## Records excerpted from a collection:
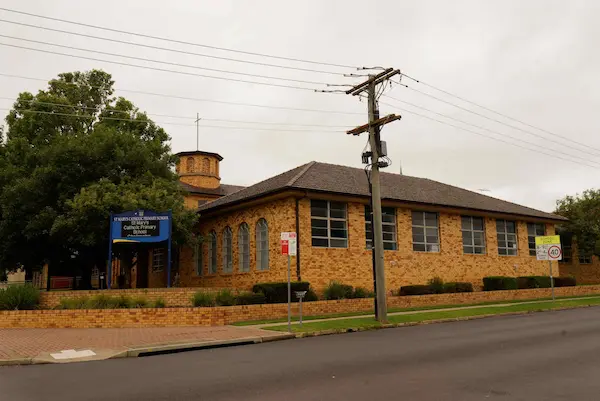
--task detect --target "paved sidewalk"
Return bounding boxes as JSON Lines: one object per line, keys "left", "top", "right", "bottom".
{"left": 0, "top": 326, "right": 291, "bottom": 365}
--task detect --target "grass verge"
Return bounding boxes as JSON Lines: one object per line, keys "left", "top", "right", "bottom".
{"left": 232, "top": 293, "right": 600, "bottom": 326}
{"left": 263, "top": 297, "right": 600, "bottom": 333}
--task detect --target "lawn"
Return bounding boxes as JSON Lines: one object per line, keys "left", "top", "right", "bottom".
{"left": 232, "top": 293, "right": 600, "bottom": 326}
{"left": 263, "top": 296, "right": 600, "bottom": 333}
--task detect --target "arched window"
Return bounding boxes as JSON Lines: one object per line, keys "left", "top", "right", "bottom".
{"left": 256, "top": 219, "right": 269, "bottom": 271}
{"left": 208, "top": 231, "right": 217, "bottom": 274}
{"left": 202, "top": 158, "right": 210, "bottom": 174}
{"left": 195, "top": 242, "right": 204, "bottom": 276}
{"left": 238, "top": 223, "right": 250, "bottom": 272}
{"left": 222, "top": 226, "right": 233, "bottom": 273}
{"left": 186, "top": 157, "right": 195, "bottom": 173}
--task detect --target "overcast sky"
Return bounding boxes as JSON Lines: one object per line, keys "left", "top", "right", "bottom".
{"left": 1, "top": 0, "right": 599, "bottom": 212}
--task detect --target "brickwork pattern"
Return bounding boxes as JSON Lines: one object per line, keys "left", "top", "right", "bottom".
{"left": 558, "top": 245, "right": 600, "bottom": 284}
{"left": 8, "top": 285, "right": 600, "bottom": 329}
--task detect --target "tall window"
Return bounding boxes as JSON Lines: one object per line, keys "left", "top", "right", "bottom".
{"left": 186, "top": 157, "right": 195, "bottom": 173}
{"left": 238, "top": 223, "right": 250, "bottom": 272}
{"left": 561, "top": 237, "right": 573, "bottom": 263}
{"left": 152, "top": 248, "right": 165, "bottom": 272}
{"left": 527, "top": 223, "right": 546, "bottom": 256}
{"left": 497, "top": 220, "right": 517, "bottom": 256}
{"left": 222, "top": 227, "right": 233, "bottom": 273}
{"left": 579, "top": 251, "right": 592, "bottom": 264}
{"left": 412, "top": 211, "right": 439, "bottom": 252}
{"left": 462, "top": 216, "right": 486, "bottom": 254}
{"left": 208, "top": 231, "right": 217, "bottom": 274}
{"left": 256, "top": 219, "right": 269, "bottom": 270}
{"left": 311, "top": 200, "right": 348, "bottom": 248}
{"left": 195, "top": 243, "right": 203, "bottom": 276}
{"left": 365, "top": 206, "right": 397, "bottom": 250}
{"left": 202, "top": 157, "right": 210, "bottom": 173}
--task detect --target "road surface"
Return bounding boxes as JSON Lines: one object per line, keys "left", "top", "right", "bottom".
{"left": 2, "top": 307, "right": 600, "bottom": 400}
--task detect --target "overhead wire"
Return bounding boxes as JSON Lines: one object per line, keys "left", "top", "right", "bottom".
{"left": 0, "top": 18, "right": 348, "bottom": 77}
{"left": 0, "top": 7, "right": 360, "bottom": 70}
{"left": 0, "top": 34, "right": 339, "bottom": 86}
{"left": 401, "top": 72, "right": 599, "bottom": 154}
{"left": 0, "top": 72, "right": 365, "bottom": 115}
{"left": 382, "top": 94, "right": 600, "bottom": 167}
{"left": 377, "top": 100, "right": 600, "bottom": 171}
{"left": 0, "top": 42, "right": 324, "bottom": 92}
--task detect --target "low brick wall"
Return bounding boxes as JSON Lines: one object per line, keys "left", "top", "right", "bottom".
{"left": 4, "top": 285, "right": 600, "bottom": 329}
{"left": 39, "top": 287, "right": 223, "bottom": 309}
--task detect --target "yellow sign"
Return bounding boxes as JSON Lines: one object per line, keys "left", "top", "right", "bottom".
{"left": 535, "top": 235, "right": 561, "bottom": 246}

## What is required:
Every line above that holds the string "window" should be returned.

## Solution for this exercise:
--task detect --target "arched window"
--task detect --target "tall window"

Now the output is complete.